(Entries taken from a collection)
— start —

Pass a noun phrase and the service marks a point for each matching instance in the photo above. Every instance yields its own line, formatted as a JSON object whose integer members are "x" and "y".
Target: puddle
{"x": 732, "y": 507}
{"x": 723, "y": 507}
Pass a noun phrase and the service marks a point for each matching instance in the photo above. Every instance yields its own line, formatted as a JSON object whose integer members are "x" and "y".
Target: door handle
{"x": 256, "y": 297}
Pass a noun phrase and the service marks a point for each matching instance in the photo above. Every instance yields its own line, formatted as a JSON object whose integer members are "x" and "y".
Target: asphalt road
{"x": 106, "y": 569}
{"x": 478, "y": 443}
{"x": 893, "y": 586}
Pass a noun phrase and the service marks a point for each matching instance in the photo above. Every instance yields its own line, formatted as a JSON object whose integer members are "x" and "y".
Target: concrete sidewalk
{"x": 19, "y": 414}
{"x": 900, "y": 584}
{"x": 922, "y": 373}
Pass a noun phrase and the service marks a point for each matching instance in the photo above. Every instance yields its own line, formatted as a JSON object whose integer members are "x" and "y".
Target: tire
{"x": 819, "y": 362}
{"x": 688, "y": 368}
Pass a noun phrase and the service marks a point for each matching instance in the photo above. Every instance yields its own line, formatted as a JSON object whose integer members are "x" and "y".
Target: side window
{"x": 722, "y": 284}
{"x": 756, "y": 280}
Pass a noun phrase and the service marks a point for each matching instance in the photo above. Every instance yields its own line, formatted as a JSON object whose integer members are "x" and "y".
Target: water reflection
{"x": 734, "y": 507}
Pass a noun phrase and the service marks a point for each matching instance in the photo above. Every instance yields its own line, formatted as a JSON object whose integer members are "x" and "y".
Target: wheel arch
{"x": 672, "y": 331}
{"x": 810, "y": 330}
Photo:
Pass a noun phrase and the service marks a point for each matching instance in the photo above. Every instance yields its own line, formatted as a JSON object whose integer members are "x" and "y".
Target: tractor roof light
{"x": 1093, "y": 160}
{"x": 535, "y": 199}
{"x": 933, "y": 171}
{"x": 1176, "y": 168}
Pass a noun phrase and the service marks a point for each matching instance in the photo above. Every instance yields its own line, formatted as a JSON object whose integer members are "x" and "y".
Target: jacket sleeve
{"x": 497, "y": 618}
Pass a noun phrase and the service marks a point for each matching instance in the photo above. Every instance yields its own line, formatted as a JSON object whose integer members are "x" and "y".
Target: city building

— end —

Repeat every record, exactly as written.

Pass a noun phrase and the service marks a point for each matching instance in the photo above. Every instance yields its own line, formatted as a JSON object whose integer members are "x" and "y".
Target: puddle
{"x": 732, "y": 507}
{"x": 723, "y": 507}
Pass a noun phrase and the service marks a point for each matching instance in the photo above. Every instance yields its own line, formatted as a JSON object whose integer members are "x" and "y".
Target: door handle
{"x": 256, "y": 297}
Pass a noun phrase and the service marks a point for each matching instance in the photo above. Every instance yields its own line, formatted as a JSON object whose integer members are "x" and "y".
Target: asphalt road
{"x": 106, "y": 569}
{"x": 478, "y": 443}
{"x": 893, "y": 586}
Pass a noun phrase and the service marks a point for each matching instance in the photo above. Every instance yields its own line, formatted as a JSON object whose integer members are "x" and "y".
Target: concrete sidewalk
{"x": 19, "y": 414}
{"x": 900, "y": 584}
{"x": 922, "y": 373}
Pass a noun phrase and the service marks a point for each matching instance in the photo above. Every instance yields its own line, formatted as a JSON object whose integer members are "x" and "y".
Target: tire
{"x": 819, "y": 362}
{"x": 688, "y": 368}
Pass a noun phrase and the service marks a point for each matching instance in the photo above. Every instance yields its own line, formatted as a JSON object whose integer members are "x" and "y".
Target: side window
{"x": 722, "y": 284}
{"x": 756, "y": 280}
Pass a noun phrase and the service marks a point for each matching instance in the photo above. Every instance yields its own line, formatted as a JSON object whose integer members are "x" and "y".
Target: water reflection
{"x": 734, "y": 507}
Pass a noun phrase and the service marks a point for each matching instance in the photo above. Every instance yields its own line, formatted as a JSON object whose integer members are "x" and "y".
Target: wheel arch
{"x": 672, "y": 331}
{"x": 810, "y": 330}
Photo:
Pass a noun phrase and the service marks a point for each matching instance in the photo above. Every instance yields its own line, formatted as a JSON object whose integer members are "x" and "y".
Target: tractor roof light
{"x": 1093, "y": 160}
{"x": 535, "y": 199}
{"x": 933, "y": 171}
{"x": 1176, "y": 168}
Pass a noun phrase and the service marks a point for each matching instance in the photo above. Every instance yields its own line, formatted as a JSON object whose integer members are "x" and "y".
Target: jacket sleeve
{"x": 497, "y": 618}
Pass a noun phrase and the service marks a point for each matching instance in the photo above. Every instance yields its own line, formatted as a JSON object whose integer members are "x" and "y".
Target: city building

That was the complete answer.